▶ **Problem to work on**
Images are not part of the copy; transcribe all the data exactly.
## begin
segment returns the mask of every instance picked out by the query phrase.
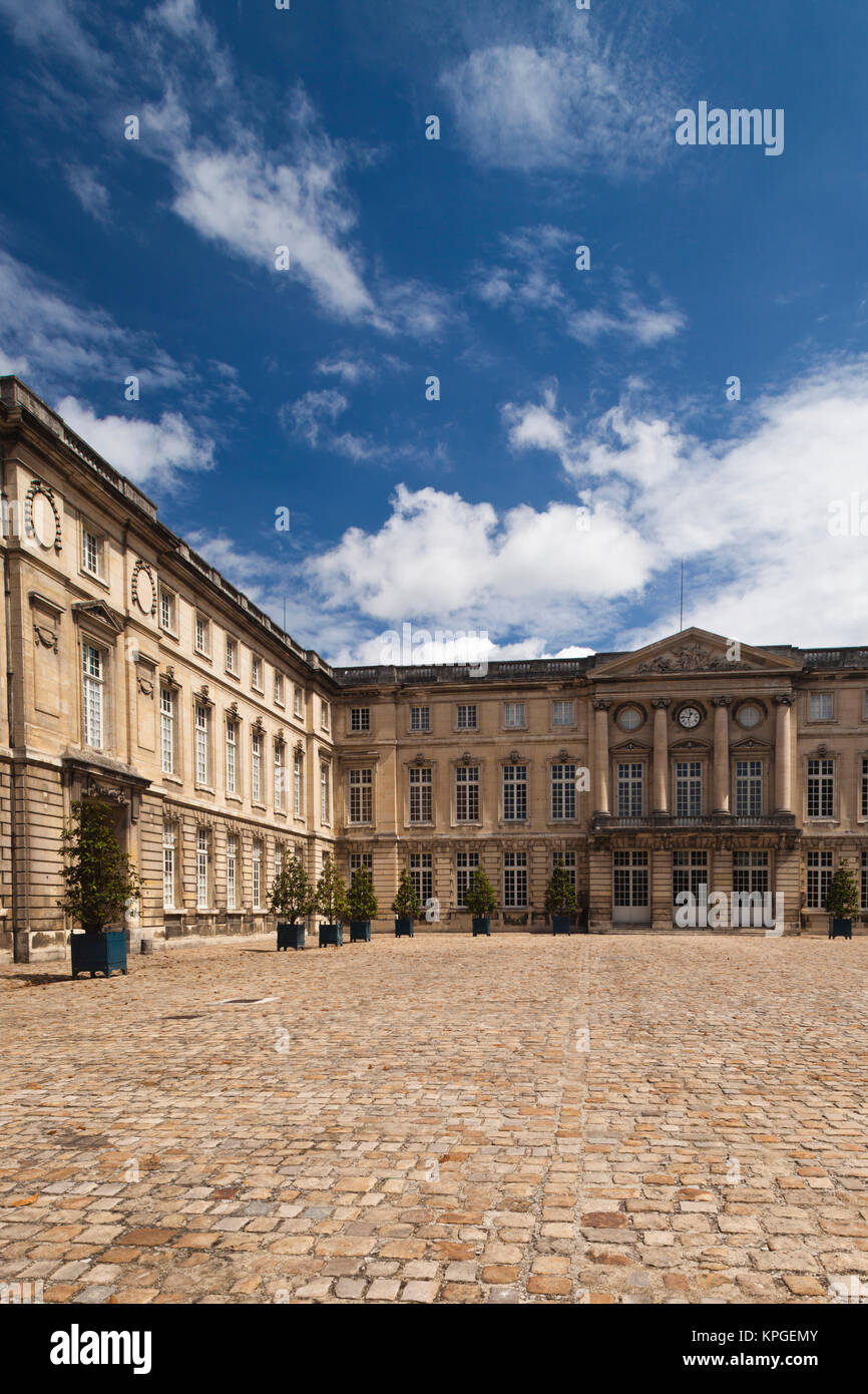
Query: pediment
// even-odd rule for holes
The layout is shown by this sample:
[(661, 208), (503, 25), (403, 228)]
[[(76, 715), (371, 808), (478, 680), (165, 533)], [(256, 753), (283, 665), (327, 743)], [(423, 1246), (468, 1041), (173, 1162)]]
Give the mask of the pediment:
## end
▶ **Output**
segment returns the mask of every instance picked out by the query phrase.
Query: pediment
// even-odd rule for holes
The layout is shown by this sample:
[(661, 208), (503, 25), (403, 228)]
[[(76, 715), (371, 808), (478, 680), (165, 533)], [(256, 753), (283, 665), (327, 743)], [(423, 1246), (468, 1041), (173, 1162)]]
Give the mask of the pediment:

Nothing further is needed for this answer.